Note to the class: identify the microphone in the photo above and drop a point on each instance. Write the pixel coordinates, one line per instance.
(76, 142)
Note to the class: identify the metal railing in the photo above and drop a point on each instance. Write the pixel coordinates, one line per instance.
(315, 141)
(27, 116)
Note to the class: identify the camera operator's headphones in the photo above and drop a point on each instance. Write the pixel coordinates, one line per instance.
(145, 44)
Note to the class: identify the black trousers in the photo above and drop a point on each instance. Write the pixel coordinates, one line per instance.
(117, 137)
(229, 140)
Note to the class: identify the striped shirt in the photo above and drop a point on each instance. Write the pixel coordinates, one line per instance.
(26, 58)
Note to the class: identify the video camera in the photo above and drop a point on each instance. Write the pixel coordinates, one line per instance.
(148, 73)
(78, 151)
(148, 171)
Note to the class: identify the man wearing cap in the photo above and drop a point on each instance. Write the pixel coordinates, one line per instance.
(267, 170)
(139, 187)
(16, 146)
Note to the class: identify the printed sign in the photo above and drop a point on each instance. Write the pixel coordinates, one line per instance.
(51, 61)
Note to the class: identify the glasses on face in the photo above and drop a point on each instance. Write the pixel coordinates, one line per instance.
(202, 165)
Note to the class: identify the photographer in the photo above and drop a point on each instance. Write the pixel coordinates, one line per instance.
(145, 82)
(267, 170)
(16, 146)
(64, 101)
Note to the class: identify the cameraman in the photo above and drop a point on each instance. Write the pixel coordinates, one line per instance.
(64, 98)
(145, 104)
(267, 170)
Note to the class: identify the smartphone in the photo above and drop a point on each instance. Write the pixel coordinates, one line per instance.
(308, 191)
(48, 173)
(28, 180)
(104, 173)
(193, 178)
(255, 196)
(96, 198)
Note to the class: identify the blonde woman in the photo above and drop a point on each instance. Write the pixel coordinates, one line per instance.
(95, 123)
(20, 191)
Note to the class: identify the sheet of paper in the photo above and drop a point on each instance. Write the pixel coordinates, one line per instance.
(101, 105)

##############################

» **ACTION ITEM**
Exactly reproduce the material above.

» **SOLUTION TO THE EXERCISE**
Note to the class: identify the microphone in the photo above and drop a point on each instance. Write the pixel coordinates, one line per instance.
(76, 142)
Note to the class: identify the metal railing in the photo above and drop a point on each instance. Write the pixel coordinates, one line per instance.
(315, 141)
(27, 116)
Note to the class: identify the camera operator's headphones in the photo above and drop a point on each instance. Write the pixel coordinates, one line per instance.
(145, 44)
Note to the class: identify the black trousers in the photo above and drop a point on each instance. Write the pixel coordinates, one line per instance.
(117, 137)
(229, 140)
Note to the class: identify the striped shirt in the photo above and drop a point on each instance. Write the pixel coordinates, one line per instance.
(26, 58)
Note to the class: identify the video camera in the photo above and drop a point on each instance. Write the pixel coordinates, one line per instance.
(148, 73)
(78, 151)
(148, 171)
Note to the class: identify the man wearing cap in the photo above and drop a point on each instance. Write the pixel coordinates, one line per instance.
(267, 170)
(139, 187)
(16, 146)
Note to the class: identify the printed sign in the photo above and drop a point on each instance. Write the pixel coordinates, one line per instance.
(51, 61)
Note to the class: identify the glasses on face in the photo above and drop a point on each instance. Write the pixel coordinates, one line per instance.
(202, 165)
Note to the class: identify the photographer in the photo above and drop a point on each instance. Write the pixel coordinates, one line per instance.
(145, 82)
(267, 170)
(16, 146)
(64, 101)
Note to the class: identify the cameraman in the photo above and drop a point on each instance. Write the pixel coordinates, one line per instance.
(64, 98)
(145, 104)
(267, 170)
Note to the class: identify the smartphone in the photo above and drop a point on each instance. Write the pixel coordinates, one line per instance.
(308, 191)
(48, 173)
(28, 180)
(104, 173)
(193, 178)
(255, 196)
(96, 198)
Note to the class: identify the blonde woman in the photo above and drop a point on each instance. Write the pixel coordinates, one line per instance.
(95, 123)
(20, 191)
Note to the class: identify the sheet of paper in the photo above and drop a point on each instance. Write the pixel coordinates, one line per instance.
(101, 105)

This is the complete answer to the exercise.